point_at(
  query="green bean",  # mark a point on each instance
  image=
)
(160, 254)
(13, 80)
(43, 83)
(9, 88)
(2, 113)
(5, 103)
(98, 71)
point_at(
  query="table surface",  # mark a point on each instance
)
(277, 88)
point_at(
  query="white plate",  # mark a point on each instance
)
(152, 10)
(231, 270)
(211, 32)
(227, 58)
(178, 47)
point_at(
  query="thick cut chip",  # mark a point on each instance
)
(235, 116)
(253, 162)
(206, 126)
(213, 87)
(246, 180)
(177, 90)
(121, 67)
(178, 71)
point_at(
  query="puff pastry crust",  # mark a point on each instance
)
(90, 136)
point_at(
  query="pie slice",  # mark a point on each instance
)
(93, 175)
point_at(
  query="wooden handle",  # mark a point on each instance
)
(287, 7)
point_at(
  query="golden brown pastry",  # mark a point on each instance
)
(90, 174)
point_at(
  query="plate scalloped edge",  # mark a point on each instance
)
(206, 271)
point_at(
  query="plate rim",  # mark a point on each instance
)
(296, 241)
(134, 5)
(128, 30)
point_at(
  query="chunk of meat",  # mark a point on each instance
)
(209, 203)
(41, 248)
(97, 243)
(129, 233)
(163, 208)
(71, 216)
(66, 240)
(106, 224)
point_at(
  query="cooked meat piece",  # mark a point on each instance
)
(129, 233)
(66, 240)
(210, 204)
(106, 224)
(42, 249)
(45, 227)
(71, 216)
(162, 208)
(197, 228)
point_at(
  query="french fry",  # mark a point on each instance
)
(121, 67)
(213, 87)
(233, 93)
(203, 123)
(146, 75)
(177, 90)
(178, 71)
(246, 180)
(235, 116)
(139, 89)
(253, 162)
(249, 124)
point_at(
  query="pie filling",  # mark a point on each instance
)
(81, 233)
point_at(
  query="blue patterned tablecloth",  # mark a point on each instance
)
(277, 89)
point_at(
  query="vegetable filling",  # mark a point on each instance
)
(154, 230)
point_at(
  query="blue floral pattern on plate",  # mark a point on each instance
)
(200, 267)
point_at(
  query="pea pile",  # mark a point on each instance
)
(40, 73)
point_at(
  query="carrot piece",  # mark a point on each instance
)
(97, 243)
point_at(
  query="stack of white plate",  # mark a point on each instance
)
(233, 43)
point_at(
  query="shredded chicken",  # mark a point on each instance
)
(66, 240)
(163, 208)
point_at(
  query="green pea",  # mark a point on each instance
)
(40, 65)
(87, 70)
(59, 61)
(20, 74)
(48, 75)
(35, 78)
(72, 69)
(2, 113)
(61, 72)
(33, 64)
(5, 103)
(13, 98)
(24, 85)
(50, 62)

──────────

Return every line from the listing above that contains the word "white".

  query="white plate",  # mark a point on each instance
  query="stack of white plate",  # mark a point on each instance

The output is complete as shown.